--- START Selection ---
After the last couple of posts on trees, we’re now back to lattices. The TreeLattice class, shown in the listing below, inherits from Lattice and is used as a base class for lattices that are implemented in terms of one or more trees. Of course, it should be called TreeBasedLattice instead; the shorter name was probably chosen before we discovered the marvels of automatic completion—or English grammar.

    template <class Impl>
    class TreeLattice : public Lattice,
                        public CuriouslyRecurringTemplate<Impl> {
       TreeLattice(const TimeGrid& timeGrid, Size n);
       void initialize(DiscretizedAsset& asset, Time t) const {
           Size i = t_.index(t);
           asset.time() = t;
       void rollback(DiscretizedAsset& asset, Time to) const {
       void partialRollback(DiscretizedAsset& asset, Time to) const {
           Integer iFrom = Integer(t_.index(asset.time()));
           Integer iTo = Integer(t_.index(to));
           for (Integer i=iFrom-1; i>=iTo; --i) {
               Array newValues(this->impl().size(i));
               this->impl().stepback(i, asset.values(), newValues);
               asset.time() = t_[i];
               asset.values() = newValues;
               if (i != iTo) // skip the very last adjustment
       void stepback(Size i, const Array& values,
                             Array& newValues) const {
           for (Size j=0; j<this->impl().size(i); j++) {
               Real value = 0.0;
               for (Size l=0; l<n_; l++) {
                   value += this->impl().probability(i,j,l) *
               value *= this->impl().discount(i,j);
               newValues[j] = value;
       Real presentValue(DiscretizedAsset& asset) const {
           Size i = t_.index(asset.time());
           return DotProduct(asset.values(), statePrices(i));
       const Array& statePrices(Size i) const;

This class template acts as an adapter between the Lattice class, from which it inherits the interface, and the Tree class template which will be used for the implementation. Once again, we used the Curiously Recurring Template Pattern (which wasn’t actually needed for trees, but it is in this case); the behavior of the lattice is written in terms of a number of methods that must be defined in derived classes. For greater generality, there is no mention of trees in the TreeLattice class. It’s up to derived classes to choose what kind of trees they should contain and how to use them.
--- END Selection ---
--- START Items ---
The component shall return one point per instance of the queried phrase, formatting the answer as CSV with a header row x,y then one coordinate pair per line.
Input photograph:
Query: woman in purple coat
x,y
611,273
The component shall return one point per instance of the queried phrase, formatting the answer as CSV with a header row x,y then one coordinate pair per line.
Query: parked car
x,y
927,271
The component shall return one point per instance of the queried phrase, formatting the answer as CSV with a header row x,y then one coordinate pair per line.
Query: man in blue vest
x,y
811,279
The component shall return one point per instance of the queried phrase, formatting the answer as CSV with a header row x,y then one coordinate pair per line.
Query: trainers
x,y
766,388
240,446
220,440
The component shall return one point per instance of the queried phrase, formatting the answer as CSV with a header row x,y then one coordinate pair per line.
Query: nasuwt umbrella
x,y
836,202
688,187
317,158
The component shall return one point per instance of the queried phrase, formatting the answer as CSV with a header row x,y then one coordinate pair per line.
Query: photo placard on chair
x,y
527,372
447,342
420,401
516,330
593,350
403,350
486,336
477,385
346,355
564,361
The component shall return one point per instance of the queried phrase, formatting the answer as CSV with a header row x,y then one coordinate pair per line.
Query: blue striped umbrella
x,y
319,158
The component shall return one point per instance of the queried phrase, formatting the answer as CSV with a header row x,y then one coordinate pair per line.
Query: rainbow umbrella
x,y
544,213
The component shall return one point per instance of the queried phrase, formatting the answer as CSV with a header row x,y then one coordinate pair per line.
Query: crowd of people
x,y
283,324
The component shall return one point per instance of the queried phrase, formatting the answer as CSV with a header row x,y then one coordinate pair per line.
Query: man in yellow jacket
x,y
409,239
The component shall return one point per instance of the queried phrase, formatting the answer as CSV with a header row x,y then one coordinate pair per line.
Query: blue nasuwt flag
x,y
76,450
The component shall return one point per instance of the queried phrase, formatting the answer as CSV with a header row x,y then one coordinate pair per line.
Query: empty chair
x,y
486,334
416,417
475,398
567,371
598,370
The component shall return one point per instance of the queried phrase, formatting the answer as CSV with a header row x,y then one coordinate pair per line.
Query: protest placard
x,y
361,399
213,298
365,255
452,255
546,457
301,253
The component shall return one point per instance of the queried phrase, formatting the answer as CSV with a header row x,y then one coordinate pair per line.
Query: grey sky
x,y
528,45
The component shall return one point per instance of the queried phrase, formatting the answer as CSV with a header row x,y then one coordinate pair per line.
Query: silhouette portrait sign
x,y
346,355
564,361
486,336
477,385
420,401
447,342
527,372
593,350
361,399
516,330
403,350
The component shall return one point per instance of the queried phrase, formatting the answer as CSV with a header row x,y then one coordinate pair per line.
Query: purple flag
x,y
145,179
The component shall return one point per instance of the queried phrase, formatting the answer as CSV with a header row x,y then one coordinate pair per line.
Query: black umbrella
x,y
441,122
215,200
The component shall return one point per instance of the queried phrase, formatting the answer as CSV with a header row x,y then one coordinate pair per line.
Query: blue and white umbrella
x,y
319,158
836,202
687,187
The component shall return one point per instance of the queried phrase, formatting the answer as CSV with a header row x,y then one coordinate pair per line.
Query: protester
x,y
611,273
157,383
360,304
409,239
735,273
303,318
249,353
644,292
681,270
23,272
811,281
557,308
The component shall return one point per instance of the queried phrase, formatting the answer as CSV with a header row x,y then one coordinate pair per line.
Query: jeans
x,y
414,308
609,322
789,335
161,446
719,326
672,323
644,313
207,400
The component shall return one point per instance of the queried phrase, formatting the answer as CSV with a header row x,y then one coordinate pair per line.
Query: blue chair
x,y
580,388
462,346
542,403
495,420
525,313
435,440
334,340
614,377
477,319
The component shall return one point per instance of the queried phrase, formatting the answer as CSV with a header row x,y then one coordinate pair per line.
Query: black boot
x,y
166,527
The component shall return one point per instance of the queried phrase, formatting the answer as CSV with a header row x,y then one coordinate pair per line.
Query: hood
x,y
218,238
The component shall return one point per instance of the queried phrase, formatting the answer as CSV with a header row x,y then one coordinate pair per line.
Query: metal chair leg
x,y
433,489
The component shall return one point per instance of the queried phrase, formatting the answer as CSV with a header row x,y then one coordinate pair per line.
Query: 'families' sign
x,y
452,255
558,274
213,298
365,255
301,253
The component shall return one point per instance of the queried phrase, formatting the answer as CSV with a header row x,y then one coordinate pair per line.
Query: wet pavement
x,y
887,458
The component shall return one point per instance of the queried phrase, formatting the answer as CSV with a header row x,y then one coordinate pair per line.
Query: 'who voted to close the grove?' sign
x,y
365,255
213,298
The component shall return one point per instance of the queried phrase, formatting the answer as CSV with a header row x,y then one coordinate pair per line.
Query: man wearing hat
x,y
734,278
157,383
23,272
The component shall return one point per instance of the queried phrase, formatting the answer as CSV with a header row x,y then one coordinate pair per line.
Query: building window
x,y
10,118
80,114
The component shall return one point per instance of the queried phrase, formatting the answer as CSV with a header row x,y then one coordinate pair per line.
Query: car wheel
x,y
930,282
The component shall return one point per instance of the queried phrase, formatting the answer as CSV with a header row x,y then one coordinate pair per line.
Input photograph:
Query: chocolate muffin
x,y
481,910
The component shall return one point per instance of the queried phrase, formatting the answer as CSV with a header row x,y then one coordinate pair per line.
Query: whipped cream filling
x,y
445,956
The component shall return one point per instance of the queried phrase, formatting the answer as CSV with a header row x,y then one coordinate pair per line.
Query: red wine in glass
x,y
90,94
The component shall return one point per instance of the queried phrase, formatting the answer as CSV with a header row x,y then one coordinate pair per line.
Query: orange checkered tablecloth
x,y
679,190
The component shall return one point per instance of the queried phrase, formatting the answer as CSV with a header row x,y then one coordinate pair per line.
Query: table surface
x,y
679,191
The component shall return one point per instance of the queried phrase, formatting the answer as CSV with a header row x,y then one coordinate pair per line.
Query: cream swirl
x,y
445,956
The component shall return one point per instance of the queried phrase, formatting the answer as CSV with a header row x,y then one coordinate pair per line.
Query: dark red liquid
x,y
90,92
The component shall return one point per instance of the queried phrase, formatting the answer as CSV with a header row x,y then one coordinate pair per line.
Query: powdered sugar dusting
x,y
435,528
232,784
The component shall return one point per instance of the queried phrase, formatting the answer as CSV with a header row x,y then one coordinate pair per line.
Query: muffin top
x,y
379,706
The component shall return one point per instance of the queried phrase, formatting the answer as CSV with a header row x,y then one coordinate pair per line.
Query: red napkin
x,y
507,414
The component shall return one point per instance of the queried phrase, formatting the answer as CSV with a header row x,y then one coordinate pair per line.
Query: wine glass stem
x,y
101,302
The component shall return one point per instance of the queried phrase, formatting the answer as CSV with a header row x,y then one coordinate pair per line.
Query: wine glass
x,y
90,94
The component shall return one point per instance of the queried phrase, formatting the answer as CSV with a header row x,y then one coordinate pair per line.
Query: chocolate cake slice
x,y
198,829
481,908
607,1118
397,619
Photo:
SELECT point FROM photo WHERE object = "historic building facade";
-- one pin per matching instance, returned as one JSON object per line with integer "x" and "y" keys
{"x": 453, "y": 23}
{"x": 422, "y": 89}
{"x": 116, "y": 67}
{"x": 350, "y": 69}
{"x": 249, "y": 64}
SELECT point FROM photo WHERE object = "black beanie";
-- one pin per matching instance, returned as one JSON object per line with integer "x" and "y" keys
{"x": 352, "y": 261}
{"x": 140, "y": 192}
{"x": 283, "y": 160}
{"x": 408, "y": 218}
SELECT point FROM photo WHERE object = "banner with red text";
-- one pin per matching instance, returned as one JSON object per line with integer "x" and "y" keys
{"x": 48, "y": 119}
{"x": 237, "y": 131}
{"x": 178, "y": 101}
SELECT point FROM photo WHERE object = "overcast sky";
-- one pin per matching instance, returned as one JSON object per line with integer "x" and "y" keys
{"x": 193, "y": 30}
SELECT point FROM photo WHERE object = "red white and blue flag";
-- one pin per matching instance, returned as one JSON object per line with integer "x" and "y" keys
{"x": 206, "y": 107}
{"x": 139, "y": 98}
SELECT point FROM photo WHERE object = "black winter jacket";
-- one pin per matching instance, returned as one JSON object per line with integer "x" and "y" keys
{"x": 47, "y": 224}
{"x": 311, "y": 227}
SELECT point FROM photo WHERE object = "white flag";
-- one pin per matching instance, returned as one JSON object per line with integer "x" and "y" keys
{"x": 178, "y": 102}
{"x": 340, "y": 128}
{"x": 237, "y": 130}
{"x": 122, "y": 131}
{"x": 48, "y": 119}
--- END Items ---
■ **Given request**: Please repeat the TreeLattice passage word for word between "This class template" and "to use them.", inclusive. These items were drawn from a different source than the TreeLattice passage.

■ **Answer to the problem**:
This class template acts as an adapter between the Lattice class, from which it inherits the interface, and the Tree class template which will be used for the implementation. Once again, we used the Curiously Recurring Template Pattern (which wasn’t actually needed for trees, but it is in this case); the behavior of the lattice is written in terms of a number of methods that must be defined in derived classes. For greater generality, there is no mention of trees in the TreeLattice class. It’s up to derived classes to choose what kind of trees they should contain and how to use them.